There might be several reasons for reaching a specific error location in a program. We want to identify all classes of inputs that trigger the same bug. They should be as abstract as possible but as precise as necessary. For a given program we want to find out, which restrictions to nondeterministic variables are necessary to reach an error location. For example, we might reach error location E1, if the nondeterministic variable x equals 1 and the nondeterministic variable y is less than 1024. Error location E2 might be reachable for x > 100 and y < 100. Otherwise the program does not show faulty behavior. In our approach we are interested in the most abstract restrictions for all inputs for reaching error locations instead of a single testvector like x = 1 & y = 1023 for E1 and/or x = 101 & y = 99 for E2.

Finding Semantically Equivalent Correctness Witnesses [1, 2] (Mentors: Matthias Kettl, Marian Lingsch-Rosenfeld)

Correctness Witnesses are an artifact produced by a verifier which allows a validator to replay the verification process. The task would be to analyze correctness witnesses and find semantically equivalent witnesses from the perspective of a validator.

Hardware Speed-Independent Analysis Selection Heuristrics (Mentor: Martin Spiessl)

> **REQUIRED WORK**: Carry on the list of verification topic descriptions from its last line by writing the paragraph that belongs under the final heading.

> **RECORDS SHOWN**:
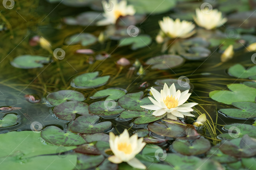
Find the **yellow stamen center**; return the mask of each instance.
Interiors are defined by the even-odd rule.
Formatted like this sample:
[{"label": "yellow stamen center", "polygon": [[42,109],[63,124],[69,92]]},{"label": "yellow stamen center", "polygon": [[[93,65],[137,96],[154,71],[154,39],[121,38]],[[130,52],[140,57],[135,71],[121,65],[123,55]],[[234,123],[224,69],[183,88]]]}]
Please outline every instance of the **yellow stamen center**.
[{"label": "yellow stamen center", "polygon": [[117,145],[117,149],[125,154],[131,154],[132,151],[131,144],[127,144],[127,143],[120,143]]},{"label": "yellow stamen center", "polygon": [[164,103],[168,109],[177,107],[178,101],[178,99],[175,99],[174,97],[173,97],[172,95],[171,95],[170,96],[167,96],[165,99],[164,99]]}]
---
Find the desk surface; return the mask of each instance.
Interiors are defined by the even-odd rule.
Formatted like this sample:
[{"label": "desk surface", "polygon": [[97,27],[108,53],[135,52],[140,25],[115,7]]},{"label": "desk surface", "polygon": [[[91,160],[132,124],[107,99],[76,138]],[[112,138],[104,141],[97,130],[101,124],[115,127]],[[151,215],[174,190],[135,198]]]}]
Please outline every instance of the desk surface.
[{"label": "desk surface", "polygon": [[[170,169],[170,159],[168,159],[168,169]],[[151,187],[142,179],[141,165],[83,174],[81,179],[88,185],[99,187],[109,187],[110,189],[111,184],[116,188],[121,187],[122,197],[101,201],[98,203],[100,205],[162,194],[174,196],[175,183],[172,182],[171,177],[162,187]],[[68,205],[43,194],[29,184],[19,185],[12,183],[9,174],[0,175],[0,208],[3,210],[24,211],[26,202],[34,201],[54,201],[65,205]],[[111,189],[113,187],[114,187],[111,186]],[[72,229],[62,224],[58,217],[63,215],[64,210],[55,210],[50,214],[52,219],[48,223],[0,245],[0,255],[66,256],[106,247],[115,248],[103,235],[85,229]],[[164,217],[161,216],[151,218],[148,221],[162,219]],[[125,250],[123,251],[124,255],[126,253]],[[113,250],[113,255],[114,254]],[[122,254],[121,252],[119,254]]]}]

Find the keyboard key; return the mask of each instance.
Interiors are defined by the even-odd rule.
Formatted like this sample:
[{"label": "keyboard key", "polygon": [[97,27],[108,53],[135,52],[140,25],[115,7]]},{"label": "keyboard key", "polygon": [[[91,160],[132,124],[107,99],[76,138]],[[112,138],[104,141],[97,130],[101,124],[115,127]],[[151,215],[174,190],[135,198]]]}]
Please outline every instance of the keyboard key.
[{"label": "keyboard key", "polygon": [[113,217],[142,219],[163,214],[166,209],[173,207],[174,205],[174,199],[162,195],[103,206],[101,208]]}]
==
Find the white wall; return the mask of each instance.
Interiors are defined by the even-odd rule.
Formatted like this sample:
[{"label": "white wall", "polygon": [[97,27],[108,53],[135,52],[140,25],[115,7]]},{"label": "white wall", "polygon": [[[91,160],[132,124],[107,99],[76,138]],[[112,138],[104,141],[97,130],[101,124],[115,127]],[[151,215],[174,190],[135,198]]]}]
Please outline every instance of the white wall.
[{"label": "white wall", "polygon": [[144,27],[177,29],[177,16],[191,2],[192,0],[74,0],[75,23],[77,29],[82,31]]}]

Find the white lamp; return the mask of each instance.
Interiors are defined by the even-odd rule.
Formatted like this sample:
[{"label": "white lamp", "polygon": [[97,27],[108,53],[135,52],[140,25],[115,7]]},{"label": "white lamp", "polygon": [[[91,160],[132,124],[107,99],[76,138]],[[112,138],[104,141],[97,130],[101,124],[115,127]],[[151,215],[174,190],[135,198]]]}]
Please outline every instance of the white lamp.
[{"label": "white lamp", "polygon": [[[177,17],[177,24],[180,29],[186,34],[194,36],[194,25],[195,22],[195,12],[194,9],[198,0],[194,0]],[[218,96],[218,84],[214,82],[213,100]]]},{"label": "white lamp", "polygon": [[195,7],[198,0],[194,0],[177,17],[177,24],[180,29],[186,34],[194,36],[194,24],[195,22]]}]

> **ANSWER AREA**:
Background:Current state-of-the-art verifiers like CPAchecker use some kind of time-based criterion for deciding when to switch to a different analysis. For example, in CPAchecker it might happen that a so-called value analysis is executed for 90 seconds and after that a switch to a different analysis is performed. These time boundaries are optimized to yield the best results in the Competition on Software Verification (SV-COMP), where a certain benchmark set (SV-Benchmarks) is used. SV-COMP is typically executed on our Apollon cluster with nodes that have a Intel Xeon E3-1230 v5 CPU each with a CPU time limit of 900 seconds per verification task. Now this has implications for reproducibility on other hardware. If someone wants to replicate these experiments on newer(faster) or older(slower) hardware and uses the same 900 seconds as time limit, the results might actually not be comparable. For example, on a machine that is tenfold slower than our cluster nodes, the switch after 90 seconds described above could stop the value analysis at a point where it only analyzed 10% as much as on the Apollon nodes.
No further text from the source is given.